French Spaniel

Illustration courtesy of the Swedish Kennel Club

Fun Fact

When French Spaniel numbers dwindled dangerously at the turn of the 20th century, a French priest named Father Fournier took it upon himself to try and singlehandedly save the breed. He’d bring all the French Spaniels he could find into his private kennel in order to keep them safe and keep the breed alive!

  • About the French Spaniel

    French Spaniels are an old French breed. They can trace their ancestry all the way back to the 1300’s, when they were used primarily for hunting and as a companion to falconers. French Spaniels were virtually unknown outside their native France until the breed was brought to Canada in the 1970’s, where they quickly became a popular hunting dog in the marshlands of Quebec. They eventually found their way to the United States where they are still primarily used as hunting dogs, though their sweet dispositions make them excellent family pets for families that have the space to properly keep them.

    French Spaniels are a lot less “Spaniel-like” than their name suggests. While they have the spaniel expression-- long, flowing ears and gentle eyes-- they are actually relatively large dogs and are more the size of a Setter than your typical spaniel. Because of their history as hunting dogs, they require a good deal of exercise and will suffer if not given enough time outside. While they can make good city and apartment dogs, they absolutely must be adequately exercised. They will thrive in a suburban or rural home where they will have plenty of room to run and opportunity to explore the outdoors!

    French Spaniels are loving and affectionate dogs. They are very devoted to their families and are very fond of children, especially if raised alongside them as puppies. They get along well with other dogs and can generally be trusted with smaller mammals, such as cats, provided they are adequately socialized with them from an early age. They do not respond well to harsh training, and should be treated gently and patiently. Doing so will ensure that your French Spaniel learns quickly and is allowed to bloom. If scolded too harshly, they will likely retreat and become shy and fearful. French Spaniel owners need to learn to respect their dog’s delicate nature and use positive reinforcement while training them.

    French Spaniels are still not super popular outside of Europe, or even outside of France. You may have better luck finding one in Canada than in the United States, because of the connection between the Canadians and the French, but if you are willing to put forth the effort, a French Spaniel ill make a lovely addition to family that can give them the gentle attention and exercise that they need.

WHAT YOU WILL DO :: Print the whole French Spaniel page word for word. The rows that come after the French Spaniel page are separate material.

GIVEN DATA ::
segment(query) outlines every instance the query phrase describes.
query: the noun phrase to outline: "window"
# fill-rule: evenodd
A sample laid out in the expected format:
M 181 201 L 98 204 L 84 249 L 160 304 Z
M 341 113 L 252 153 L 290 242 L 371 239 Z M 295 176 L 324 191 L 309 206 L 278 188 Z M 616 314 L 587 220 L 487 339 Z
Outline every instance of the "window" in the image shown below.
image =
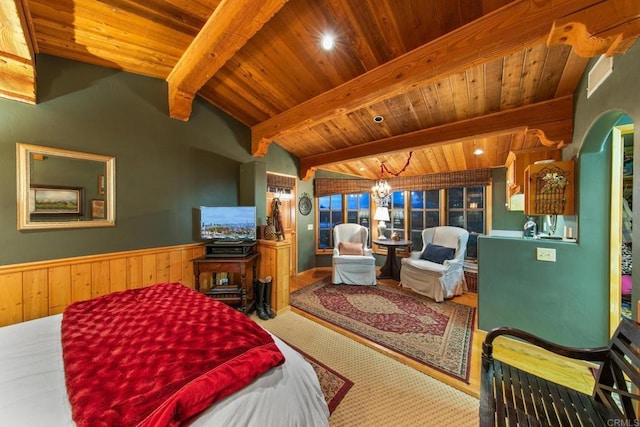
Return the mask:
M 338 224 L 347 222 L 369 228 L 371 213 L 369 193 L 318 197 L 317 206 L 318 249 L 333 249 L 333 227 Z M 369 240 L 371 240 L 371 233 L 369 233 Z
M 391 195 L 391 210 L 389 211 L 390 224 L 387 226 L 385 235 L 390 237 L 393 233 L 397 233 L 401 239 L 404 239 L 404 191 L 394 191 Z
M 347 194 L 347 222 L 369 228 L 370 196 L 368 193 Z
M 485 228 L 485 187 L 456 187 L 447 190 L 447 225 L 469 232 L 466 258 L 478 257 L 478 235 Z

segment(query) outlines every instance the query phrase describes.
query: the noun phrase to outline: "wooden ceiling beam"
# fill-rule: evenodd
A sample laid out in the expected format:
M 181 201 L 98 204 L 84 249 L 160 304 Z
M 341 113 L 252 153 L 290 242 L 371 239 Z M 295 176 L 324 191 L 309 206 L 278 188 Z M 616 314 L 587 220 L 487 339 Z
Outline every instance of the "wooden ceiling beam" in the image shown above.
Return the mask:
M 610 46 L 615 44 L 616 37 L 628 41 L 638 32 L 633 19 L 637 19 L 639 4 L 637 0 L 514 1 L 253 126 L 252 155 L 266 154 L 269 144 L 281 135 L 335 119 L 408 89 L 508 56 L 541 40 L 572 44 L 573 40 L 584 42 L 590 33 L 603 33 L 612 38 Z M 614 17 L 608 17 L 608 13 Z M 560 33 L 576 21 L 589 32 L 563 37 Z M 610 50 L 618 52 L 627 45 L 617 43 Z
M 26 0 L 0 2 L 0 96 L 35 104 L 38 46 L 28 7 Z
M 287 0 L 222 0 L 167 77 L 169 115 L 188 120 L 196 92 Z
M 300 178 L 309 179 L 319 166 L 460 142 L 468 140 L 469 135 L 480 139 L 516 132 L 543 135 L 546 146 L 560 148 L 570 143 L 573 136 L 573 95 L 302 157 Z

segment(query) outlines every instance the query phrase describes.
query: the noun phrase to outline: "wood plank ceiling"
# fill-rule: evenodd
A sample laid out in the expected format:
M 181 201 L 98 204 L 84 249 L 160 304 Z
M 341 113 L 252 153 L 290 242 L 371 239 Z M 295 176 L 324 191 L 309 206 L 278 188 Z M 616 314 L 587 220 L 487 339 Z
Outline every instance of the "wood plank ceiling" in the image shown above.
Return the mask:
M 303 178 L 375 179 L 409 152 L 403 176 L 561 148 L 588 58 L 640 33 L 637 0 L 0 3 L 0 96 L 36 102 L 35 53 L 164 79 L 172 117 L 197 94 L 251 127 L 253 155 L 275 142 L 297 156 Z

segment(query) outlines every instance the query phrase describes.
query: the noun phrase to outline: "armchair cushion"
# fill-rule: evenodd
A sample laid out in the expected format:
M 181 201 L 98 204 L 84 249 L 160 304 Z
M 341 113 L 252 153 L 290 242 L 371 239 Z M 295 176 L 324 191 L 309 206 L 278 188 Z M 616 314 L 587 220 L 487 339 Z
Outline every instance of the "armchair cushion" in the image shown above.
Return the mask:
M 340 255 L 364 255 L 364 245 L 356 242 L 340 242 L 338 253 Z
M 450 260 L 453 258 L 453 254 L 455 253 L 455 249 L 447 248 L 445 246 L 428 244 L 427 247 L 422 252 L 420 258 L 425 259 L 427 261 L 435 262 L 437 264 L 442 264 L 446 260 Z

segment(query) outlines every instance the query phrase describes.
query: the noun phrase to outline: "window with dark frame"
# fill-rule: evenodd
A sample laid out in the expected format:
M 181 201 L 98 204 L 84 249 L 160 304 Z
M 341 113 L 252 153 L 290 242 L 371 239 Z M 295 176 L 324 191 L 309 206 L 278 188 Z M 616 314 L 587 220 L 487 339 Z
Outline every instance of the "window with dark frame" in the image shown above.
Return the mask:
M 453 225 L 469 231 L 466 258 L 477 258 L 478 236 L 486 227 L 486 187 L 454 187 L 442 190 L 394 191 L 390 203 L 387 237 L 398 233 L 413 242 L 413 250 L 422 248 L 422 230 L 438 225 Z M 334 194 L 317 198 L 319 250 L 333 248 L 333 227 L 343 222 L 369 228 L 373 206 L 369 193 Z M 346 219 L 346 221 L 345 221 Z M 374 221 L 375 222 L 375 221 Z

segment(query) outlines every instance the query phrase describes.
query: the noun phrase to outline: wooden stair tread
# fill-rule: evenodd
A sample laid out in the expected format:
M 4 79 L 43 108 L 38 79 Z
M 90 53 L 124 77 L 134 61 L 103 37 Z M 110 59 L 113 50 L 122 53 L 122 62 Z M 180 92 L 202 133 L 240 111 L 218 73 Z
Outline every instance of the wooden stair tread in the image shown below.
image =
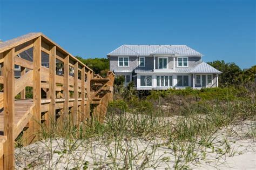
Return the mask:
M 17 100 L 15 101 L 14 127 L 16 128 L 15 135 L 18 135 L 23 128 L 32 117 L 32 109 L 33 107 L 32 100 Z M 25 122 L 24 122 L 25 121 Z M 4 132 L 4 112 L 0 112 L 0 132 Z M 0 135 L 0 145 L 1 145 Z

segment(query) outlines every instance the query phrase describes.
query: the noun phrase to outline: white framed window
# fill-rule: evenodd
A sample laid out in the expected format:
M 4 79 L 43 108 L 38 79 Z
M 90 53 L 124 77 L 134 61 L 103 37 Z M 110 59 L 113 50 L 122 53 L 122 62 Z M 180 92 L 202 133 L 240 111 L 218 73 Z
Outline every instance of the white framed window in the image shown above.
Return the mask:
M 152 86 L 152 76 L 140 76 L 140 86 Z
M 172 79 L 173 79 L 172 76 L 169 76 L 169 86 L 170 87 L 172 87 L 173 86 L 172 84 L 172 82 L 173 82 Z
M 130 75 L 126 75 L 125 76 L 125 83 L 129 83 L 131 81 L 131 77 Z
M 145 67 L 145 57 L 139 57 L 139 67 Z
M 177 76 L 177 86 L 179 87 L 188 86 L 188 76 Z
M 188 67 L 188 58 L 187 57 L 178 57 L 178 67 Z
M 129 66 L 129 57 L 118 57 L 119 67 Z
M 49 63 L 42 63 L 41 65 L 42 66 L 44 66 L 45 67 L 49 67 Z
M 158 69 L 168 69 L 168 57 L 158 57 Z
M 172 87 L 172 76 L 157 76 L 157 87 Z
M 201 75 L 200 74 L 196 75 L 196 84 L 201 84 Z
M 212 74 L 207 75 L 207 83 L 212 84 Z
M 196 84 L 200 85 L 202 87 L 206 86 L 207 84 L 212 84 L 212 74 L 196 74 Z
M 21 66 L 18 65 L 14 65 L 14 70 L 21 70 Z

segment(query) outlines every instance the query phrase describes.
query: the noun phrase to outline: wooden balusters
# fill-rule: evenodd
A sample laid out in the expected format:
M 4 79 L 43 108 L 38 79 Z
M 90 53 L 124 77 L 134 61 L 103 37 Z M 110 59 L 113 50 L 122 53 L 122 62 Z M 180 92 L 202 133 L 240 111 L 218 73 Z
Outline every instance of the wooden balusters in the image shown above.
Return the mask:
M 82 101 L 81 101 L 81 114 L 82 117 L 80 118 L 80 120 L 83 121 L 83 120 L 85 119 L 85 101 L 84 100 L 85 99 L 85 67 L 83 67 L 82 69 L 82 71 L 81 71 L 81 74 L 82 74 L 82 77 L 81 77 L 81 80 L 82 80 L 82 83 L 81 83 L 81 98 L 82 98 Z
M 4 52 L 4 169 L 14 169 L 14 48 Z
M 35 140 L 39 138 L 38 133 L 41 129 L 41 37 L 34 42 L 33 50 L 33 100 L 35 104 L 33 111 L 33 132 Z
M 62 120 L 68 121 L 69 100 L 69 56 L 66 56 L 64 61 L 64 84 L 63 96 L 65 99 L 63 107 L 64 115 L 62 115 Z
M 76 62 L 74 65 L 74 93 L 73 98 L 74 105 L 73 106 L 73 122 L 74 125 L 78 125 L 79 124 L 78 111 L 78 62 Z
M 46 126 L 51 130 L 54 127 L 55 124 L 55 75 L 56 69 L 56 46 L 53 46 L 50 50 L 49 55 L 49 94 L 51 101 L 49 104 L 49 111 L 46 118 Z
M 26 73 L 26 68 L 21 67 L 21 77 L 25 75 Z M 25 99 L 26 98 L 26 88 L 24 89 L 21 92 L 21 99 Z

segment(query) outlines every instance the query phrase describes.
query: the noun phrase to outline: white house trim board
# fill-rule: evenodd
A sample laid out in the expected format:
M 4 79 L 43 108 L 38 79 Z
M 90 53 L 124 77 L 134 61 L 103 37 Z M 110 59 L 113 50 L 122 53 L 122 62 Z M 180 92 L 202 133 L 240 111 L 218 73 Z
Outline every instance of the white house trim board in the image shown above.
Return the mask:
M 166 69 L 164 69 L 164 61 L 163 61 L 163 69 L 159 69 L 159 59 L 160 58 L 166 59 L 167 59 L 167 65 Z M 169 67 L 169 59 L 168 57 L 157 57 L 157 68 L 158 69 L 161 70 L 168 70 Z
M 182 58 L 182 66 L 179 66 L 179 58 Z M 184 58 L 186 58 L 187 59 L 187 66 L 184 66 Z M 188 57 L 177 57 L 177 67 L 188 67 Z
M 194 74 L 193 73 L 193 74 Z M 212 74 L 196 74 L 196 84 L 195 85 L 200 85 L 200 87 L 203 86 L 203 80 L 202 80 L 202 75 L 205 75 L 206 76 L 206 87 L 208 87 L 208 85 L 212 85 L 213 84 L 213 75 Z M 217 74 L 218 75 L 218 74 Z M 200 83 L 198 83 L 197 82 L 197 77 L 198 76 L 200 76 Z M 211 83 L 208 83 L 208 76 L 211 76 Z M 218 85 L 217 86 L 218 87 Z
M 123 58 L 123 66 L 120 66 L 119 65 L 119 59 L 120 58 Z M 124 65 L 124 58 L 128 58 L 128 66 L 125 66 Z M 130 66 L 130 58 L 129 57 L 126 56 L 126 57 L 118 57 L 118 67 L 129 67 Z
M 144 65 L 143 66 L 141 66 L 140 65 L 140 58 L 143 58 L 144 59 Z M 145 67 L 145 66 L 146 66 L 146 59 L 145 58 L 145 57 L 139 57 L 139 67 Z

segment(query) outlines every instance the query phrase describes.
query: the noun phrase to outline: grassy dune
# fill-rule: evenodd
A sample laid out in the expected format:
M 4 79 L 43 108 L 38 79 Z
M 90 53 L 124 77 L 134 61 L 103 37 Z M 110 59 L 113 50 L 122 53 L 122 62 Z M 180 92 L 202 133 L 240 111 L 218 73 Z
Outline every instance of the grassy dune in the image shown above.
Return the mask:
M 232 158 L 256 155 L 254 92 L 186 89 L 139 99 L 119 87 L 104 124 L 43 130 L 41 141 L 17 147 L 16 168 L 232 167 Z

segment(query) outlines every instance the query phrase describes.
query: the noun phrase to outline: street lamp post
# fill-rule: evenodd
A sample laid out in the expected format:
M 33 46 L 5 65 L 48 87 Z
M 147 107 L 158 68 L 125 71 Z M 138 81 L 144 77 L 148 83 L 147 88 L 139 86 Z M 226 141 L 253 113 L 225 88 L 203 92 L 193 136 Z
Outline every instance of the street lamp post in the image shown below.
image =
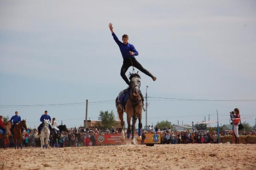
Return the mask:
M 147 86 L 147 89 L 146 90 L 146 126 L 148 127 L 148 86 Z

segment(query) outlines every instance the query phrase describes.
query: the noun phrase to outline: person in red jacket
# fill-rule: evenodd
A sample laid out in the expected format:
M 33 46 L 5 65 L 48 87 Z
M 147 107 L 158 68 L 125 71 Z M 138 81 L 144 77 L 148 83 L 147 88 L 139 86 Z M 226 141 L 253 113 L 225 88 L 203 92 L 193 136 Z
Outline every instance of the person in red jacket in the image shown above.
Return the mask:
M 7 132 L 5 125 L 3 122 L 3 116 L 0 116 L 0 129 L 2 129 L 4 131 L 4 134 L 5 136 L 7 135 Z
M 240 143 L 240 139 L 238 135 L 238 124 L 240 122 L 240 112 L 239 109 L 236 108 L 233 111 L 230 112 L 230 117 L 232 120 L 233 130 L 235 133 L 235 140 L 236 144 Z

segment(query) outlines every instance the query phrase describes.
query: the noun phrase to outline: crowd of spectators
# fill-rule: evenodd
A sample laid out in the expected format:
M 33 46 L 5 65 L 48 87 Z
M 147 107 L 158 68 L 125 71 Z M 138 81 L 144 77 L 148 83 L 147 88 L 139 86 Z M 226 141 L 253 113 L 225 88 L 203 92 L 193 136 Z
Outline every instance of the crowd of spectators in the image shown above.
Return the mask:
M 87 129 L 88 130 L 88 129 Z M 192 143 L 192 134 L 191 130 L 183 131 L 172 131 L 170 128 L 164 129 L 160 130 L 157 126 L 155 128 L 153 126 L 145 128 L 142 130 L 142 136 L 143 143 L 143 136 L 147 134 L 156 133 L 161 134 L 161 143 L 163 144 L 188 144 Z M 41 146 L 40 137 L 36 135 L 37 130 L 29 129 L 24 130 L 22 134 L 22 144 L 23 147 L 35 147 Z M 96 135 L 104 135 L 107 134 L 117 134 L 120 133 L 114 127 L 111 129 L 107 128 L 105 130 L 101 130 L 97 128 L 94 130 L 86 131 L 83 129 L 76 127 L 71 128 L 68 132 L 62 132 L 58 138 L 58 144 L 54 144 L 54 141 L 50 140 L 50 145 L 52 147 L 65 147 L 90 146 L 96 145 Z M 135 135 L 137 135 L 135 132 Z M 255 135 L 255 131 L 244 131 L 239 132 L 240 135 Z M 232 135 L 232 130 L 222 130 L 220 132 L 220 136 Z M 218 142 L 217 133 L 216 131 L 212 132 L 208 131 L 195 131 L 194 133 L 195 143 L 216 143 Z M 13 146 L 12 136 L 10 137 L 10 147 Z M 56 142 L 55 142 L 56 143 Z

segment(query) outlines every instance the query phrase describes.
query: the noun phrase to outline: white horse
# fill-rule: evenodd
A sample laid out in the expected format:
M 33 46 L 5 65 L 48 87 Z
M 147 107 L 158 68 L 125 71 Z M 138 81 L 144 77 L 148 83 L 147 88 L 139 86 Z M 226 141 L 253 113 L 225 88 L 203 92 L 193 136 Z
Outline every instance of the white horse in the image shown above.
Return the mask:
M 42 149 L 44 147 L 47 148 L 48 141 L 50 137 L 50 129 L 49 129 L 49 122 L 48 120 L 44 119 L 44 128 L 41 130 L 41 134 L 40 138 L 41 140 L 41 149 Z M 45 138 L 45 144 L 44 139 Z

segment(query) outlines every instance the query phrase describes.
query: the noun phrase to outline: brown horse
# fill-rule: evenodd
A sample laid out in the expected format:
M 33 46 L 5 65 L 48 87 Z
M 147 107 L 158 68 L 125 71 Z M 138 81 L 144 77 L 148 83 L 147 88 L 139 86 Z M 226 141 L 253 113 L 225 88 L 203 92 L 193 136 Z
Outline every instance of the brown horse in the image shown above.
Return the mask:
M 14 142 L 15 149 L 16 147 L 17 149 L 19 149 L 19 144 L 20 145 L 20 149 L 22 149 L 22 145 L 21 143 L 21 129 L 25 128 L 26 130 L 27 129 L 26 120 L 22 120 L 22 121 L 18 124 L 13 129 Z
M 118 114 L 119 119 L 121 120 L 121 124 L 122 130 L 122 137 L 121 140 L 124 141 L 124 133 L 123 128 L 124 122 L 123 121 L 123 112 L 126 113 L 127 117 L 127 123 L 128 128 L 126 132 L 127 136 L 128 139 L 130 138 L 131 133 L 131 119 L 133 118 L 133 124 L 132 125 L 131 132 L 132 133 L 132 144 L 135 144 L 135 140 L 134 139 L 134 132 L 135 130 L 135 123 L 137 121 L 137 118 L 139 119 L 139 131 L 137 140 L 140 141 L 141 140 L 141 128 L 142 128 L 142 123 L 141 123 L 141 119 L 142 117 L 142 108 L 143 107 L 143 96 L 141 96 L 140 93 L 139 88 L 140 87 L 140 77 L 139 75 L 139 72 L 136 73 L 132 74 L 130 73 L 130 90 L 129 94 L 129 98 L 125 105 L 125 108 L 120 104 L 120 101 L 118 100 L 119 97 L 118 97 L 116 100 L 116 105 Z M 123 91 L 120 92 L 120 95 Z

WRITTEN RESPONSE ::
French Spaniel

Illustration courtesy of the Swedish Kennel Club

Fun Fact

When French Spaniel numbers dwindled dangerously at the turn of the 20th century, a French priest named Father Fournier took it upon himself to try and singlehandedly save the breed. He’d bring all the French Spaniels he could find into his private kennel in order to keep them safe and keep the breed alive!

  • About the French Spaniel

    French Spaniels are an old French breed. They can trace their ancestry all the way back to the 1300’s, when they were used primarily for hunting and as a companion to falconers. French Spaniels were virtually unknown outside their native France until the breed was brought to Canada in the 1970’s, where they quickly became a popular hunting dog in the marshlands of Quebec. They eventually found their way to the United States where they are still primarily used as hunting dogs, though their sweet dispositions make them excellent family pets for families that have the space to properly keep them.

    French Spaniels are a lot less “Spaniel-like” than their name suggests. While they have the spaniel expression-- long, flowing ears and gentle eyes-- they are actually relatively large dogs and are more the size of a Setter than your typical spaniel. Because of their history as hunting dogs, they require a good deal of exercise and will suffer if not given enough time outside. While they can make good city and apartment dogs, they absolutely must be adequately exercised. They will thrive in a suburban or rural home where they will have plenty of room to run and opportunity to explore the outdoors!

    French Spaniels are loving and affectionate dogs. They are very devoted to their families and are very fond of children, especially if raised alongside them as puppies. They get along well with other dogs and can generally be trusted with smaller mammals, such as cats, provided they are adequately socialized with them from an early age. They do not respond well to harsh training, and should be treated gently and patiently. Doing so will ensure that your French Spaniel learns quickly and is allowed to bloom. If scolded too harshly, they will likely retreat and become shy and fearful. French Spaniel owners need to learn to respect their dog’s delicate nature and use positive reinforcement while training them.

    French Spaniels are still not super popular outside of Europe, or even outside of France. You may have better luck finding one in Canada than in the United States, because of the connection between the Canadians and the French, but if you are willing to put forth the effort, a French Spaniel ill make a lovely addition to family that can give them the gentle attention and exercise that they need.